[Labeled region records]
◇ ◇ ◇ ◇ ◇ ◇ ◇
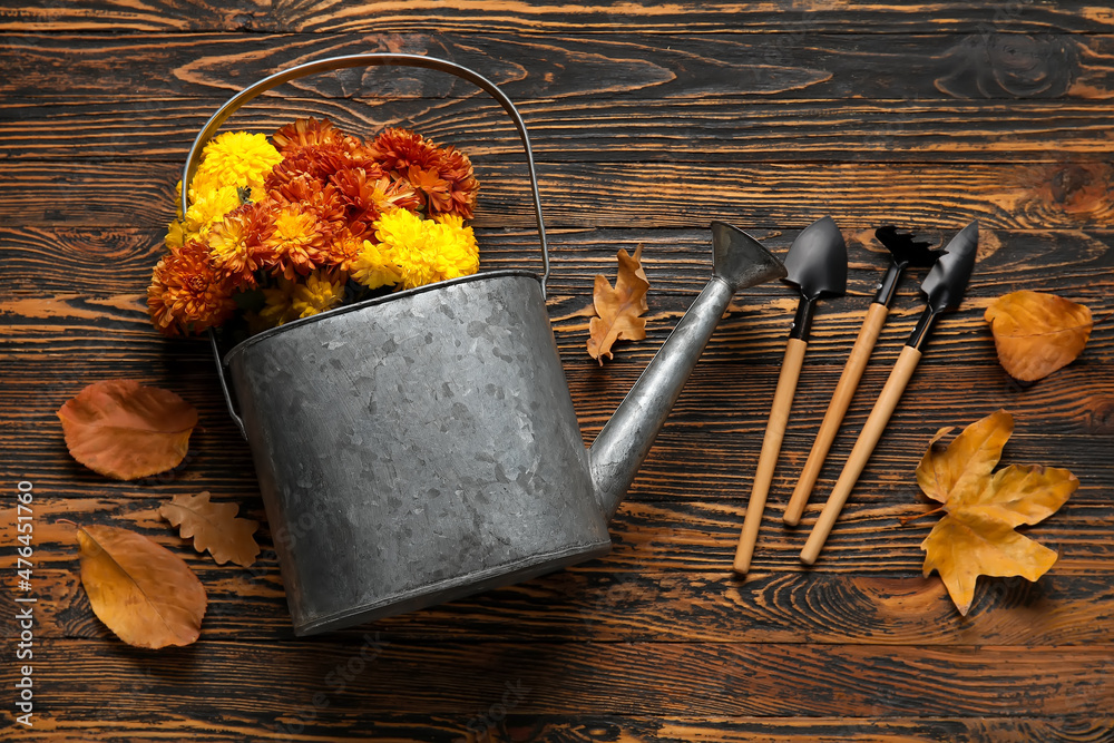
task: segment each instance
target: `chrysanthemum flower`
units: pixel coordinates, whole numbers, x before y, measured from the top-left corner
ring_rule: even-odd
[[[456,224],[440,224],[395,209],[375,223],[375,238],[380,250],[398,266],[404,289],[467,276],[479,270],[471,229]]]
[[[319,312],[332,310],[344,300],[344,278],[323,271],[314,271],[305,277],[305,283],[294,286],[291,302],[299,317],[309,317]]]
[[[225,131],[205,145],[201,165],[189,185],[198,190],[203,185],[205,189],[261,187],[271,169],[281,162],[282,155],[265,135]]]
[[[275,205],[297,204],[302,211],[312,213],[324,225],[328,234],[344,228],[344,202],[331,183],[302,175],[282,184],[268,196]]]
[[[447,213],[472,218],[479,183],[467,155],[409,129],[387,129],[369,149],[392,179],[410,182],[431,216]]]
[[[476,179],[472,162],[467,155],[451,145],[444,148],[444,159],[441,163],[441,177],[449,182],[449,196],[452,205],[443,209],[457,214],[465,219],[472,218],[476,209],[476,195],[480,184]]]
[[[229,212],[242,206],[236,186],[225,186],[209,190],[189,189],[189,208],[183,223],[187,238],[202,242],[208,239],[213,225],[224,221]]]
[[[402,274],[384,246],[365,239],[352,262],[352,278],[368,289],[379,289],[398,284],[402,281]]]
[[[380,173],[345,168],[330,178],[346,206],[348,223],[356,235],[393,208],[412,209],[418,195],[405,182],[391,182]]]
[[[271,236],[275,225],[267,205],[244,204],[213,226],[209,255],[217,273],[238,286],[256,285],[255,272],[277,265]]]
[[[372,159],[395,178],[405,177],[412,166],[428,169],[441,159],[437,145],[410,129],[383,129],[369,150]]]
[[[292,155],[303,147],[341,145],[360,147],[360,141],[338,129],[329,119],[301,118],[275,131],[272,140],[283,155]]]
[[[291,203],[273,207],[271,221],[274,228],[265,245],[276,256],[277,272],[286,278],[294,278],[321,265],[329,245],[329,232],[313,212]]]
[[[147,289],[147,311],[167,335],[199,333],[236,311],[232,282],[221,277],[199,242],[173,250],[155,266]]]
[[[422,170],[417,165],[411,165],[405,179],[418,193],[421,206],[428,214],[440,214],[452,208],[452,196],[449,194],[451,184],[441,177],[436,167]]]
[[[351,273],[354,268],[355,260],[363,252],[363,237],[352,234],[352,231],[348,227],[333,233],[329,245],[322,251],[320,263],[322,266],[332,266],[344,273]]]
◇ ◇ ◇ ◇ ◇ ◇ ◇
* GIVEN INSTRUCTION *
Rename "chrysanthemum flower" to "daisy blossom" across all the entries and write out every line again with nothing else changed. Leave the pictures out.

* EXPECTED ANSWER *
task: segment each instance
target: `daisy blossom`
units: pixel coordinates, whole numbers, x before y, measured from the top-left corner
ring_rule: even-odd
[[[456,224],[440,224],[395,209],[375,223],[375,238],[380,250],[398,266],[404,289],[467,276],[479,270],[471,229]]]
[[[319,312],[332,310],[344,300],[344,278],[323,271],[314,271],[305,277],[305,283],[294,286],[291,302],[299,317],[309,317]]]
[[[225,131],[205,145],[201,165],[189,185],[198,190],[203,185],[205,189],[261,187],[271,169],[281,162],[282,155],[265,135]]]
[[[275,205],[297,204],[302,211],[312,213],[324,225],[328,234],[344,228],[344,202],[331,183],[302,175],[282,184],[268,196]]]
[[[447,213],[472,218],[479,183],[467,155],[409,129],[387,129],[369,149],[392,179],[410,182],[431,216]]]
[[[476,179],[472,162],[467,155],[451,145],[444,148],[444,159],[441,163],[441,177],[449,182],[449,196],[452,205],[443,209],[457,214],[465,219],[472,218],[476,209],[476,195],[480,184]]]
[[[229,212],[242,206],[236,186],[225,186],[209,190],[189,189],[189,208],[183,223],[187,238],[202,242],[208,239],[213,225],[224,221]]]
[[[402,274],[384,246],[365,239],[352,262],[352,278],[368,289],[379,289],[398,284],[402,281]]]
[[[380,173],[345,168],[330,178],[346,206],[348,223],[356,235],[393,208],[412,209],[418,195],[405,182],[391,182]]]
[[[271,236],[275,225],[267,205],[244,204],[213,226],[209,255],[217,273],[238,286],[256,285],[255,272],[277,265]]]
[[[372,159],[395,178],[405,177],[412,166],[428,169],[441,159],[437,145],[410,129],[383,129],[369,150]]]
[[[292,155],[303,147],[341,145],[360,147],[360,141],[338,129],[329,119],[301,118],[275,131],[272,140],[283,155]]]
[[[291,203],[273,207],[271,221],[274,228],[265,245],[276,256],[277,272],[286,278],[294,278],[321,265],[329,245],[329,232],[313,212]]]
[[[147,289],[147,311],[167,335],[199,333],[236,311],[232,282],[221,277],[199,242],[173,250],[155,266]]]
[[[422,170],[417,165],[411,165],[405,179],[418,193],[421,206],[428,214],[440,214],[452,208],[452,196],[449,194],[451,184],[441,177],[436,167]]]
[[[351,273],[354,268],[355,260],[363,252],[363,237],[352,234],[352,231],[348,227],[333,233],[329,245],[322,251],[320,263],[322,266],[332,266],[344,273]]]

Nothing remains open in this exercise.